Aim of the task |
Answer these questions from the passage on understanding the times:
1. According to the passage, what is our work not achieved in?
2. Which five things interact in global health to create a complex and complicated reality?
3. What does the passage name as a useful starting place?

Provided text |
Why does it matter? Afterall, most of us know the destination we’re aiming for. We’re (hopefully) working to some defined organisational goals, and are measuring progress from time to time.
It matters because our work isn’t achieved in a vacuum, and our strategies don’t succeed or fail based solely on whether they are ‘good’ or are ‘implemented well’. Everything we do exists in a wider environment. It sits within the framework of a world that is always changing - sometimes imperceptibly, and sometimes quite visibly.
So from time to time, it’s important to look around and see what is happening in the world, and try to relate those observations to the work you’re doing – you might call it ‘understanding the times’.
Working out where we are is hard: especially in global health, where politics, economics, society, technology and the environment interact to create a complex and complicated reality.
A useful starting place can be to look at the ‘big picture’. What trends can we observe? What signals are we picking up? And then each of us will want to drill down in more detail in the specific areas we’re working on.

(Saved entries)
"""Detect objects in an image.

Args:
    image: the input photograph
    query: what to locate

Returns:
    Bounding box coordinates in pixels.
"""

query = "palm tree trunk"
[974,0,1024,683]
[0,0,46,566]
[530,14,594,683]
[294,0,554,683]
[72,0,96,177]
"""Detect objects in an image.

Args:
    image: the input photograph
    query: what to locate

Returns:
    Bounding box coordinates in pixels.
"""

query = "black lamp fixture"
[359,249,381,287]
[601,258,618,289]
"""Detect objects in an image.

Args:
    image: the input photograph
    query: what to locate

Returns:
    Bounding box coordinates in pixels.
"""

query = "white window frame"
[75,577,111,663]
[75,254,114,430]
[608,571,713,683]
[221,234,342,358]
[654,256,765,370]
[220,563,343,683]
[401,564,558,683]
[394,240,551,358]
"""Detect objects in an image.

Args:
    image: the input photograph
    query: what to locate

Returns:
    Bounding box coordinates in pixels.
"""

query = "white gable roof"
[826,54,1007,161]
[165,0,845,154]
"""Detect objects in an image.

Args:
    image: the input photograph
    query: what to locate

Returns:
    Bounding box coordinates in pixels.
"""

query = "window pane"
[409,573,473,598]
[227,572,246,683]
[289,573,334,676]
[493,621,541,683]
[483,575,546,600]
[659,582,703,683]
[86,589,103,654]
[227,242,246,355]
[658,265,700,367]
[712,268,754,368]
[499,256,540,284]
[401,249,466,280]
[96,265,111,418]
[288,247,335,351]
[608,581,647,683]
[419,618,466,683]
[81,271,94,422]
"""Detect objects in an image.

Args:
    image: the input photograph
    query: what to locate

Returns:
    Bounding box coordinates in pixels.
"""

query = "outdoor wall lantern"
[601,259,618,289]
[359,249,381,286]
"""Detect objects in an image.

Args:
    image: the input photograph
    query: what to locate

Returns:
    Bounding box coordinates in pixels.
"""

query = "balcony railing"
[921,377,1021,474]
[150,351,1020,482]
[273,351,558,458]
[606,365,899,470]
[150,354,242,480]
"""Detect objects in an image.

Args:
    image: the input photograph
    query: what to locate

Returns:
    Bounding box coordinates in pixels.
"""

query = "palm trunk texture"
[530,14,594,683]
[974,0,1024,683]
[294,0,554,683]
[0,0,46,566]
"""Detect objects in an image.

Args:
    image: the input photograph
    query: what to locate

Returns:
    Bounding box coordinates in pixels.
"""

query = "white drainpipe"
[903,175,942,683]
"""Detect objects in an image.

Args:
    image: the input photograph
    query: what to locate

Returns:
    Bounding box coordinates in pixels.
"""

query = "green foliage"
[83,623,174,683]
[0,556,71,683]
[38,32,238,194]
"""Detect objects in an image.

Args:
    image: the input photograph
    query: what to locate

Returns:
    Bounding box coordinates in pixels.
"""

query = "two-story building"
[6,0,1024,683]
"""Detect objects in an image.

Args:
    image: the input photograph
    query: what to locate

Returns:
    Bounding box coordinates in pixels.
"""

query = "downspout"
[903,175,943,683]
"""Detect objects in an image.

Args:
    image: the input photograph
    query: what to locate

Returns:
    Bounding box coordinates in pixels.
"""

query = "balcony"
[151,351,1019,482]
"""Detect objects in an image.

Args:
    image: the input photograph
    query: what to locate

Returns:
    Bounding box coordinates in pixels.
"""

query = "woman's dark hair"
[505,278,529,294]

Completed exercise |
1. A vacuum.
2. Politics, economics, society, technology and the environment.
3. Looking at the "big picture."